-- DATA RECORDS start --

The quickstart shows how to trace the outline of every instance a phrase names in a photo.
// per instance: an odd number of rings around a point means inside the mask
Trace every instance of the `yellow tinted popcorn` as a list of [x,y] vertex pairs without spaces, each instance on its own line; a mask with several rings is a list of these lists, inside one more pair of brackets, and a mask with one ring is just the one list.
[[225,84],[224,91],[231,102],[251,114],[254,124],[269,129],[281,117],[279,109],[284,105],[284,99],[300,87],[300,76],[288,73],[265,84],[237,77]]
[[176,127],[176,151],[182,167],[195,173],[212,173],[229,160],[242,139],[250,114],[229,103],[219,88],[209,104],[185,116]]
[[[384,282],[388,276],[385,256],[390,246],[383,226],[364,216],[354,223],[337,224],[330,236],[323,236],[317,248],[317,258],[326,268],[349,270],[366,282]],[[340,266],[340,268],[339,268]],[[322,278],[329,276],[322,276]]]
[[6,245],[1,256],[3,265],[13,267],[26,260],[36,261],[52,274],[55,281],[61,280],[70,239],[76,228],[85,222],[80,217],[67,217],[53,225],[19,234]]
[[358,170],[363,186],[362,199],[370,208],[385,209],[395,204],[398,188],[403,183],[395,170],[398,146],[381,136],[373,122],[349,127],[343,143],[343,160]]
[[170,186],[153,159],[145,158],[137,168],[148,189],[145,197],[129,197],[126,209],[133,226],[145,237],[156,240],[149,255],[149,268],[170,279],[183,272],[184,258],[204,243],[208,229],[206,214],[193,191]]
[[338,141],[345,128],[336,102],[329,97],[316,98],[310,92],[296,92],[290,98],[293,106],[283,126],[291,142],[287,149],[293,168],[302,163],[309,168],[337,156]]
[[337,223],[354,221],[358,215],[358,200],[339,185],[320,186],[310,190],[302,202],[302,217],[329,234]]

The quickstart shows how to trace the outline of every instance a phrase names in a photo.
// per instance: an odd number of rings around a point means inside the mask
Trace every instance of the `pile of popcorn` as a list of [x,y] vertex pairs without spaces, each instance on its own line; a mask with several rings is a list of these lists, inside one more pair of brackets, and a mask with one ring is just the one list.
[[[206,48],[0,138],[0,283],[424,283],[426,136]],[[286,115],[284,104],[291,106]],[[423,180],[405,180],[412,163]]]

-- DATA RECORDS end --

→ **THE REQUEST**:
Restate the whole listing exactly.

→ **ANSWER BELOW**:
The quickstart shows how to trace the outline of every instance a phrase names in a photo.
// per instance: an odd number of rings around a point means inside the mask
Trace every instance of the `yellow tinted popcorn` as a list of [x,y] vertex pairs without spaces, each instance on its own line; a mask with several rings is a list of these lists, inside one more pair of brackets, and a mask with one ring is just the one list.
[[225,84],[224,91],[231,102],[251,114],[254,124],[269,129],[281,117],[279,109],[284,105],[284,99],[300,87],[300,76],[288,73],[265,84],[237,77]]
[[176,127],[176,151],[182,167],[195,173],[212,173],[229,160],[242,139],[250,114],[229,103],[219,88],[209,104],[185,116]]
[[[384,282],[388,276],[385,256],[390,246],[383,226],[364,216],[354,223],[337,224],[330,236],[323,236],[317,248],[317,258],[326,268],[349,270],[366,282]],[[340,266],[340,268],[339,268]],[[322,278],[329,276],[322,276]]]
[[6,245],[1,256],[3,265],[13,267],[26,260],[36,261],[52,274],[55,281],[61,280],[70,239],[76,228],[85,222],[80,217],[67,217],[53,225],[19,234]]
[[358,170],[363,186],[362,199],[370,208],[385,209],[395,204],[398,188],[403,183],[395,170],[398,146],[381,136],[373,122],[349,127],[343,143],[343,160]]
[[170,186],[153,159],[145,158],[137,168],[148,189],[145,197],[129,197],[126,209],[133,226],[145,237],[156,240],[149,255],[149,268],[170,279],[183,272],[184,258],[204,243],[208,229],[206,214],[193,191]]
[[338,141],[345,128],[336,102],[329,97],[316,98],[310,92],[296,92],[290,98],[293,106],[283,126],[291,142],[287,149],[293,168],[302,163],[309,168],[337,156]]
[[337,223],[354,221],[358,215],[358,200],[339,185],[320,186],[310,190],[302,202],[302,217],[329,234]]

The quickstart shows how to trace the outline of every instance a phrase names in a photo.
// per instance: an odd number of rings around a point means inside the mask
Trace every instance of the `pile of popcorn` as a list of [x,y] vertex pairs without spaces, each instance on its own line; a mask with several rings is a list of these lists, inside one more pair of brackets, and a mask with one ring is just the one list.
[[[206,48],[0,138],[0,283],[424,283],[426,136]],[[286,115],[284,104],[291,106]],[[423,180],[405,180],[412,163]]]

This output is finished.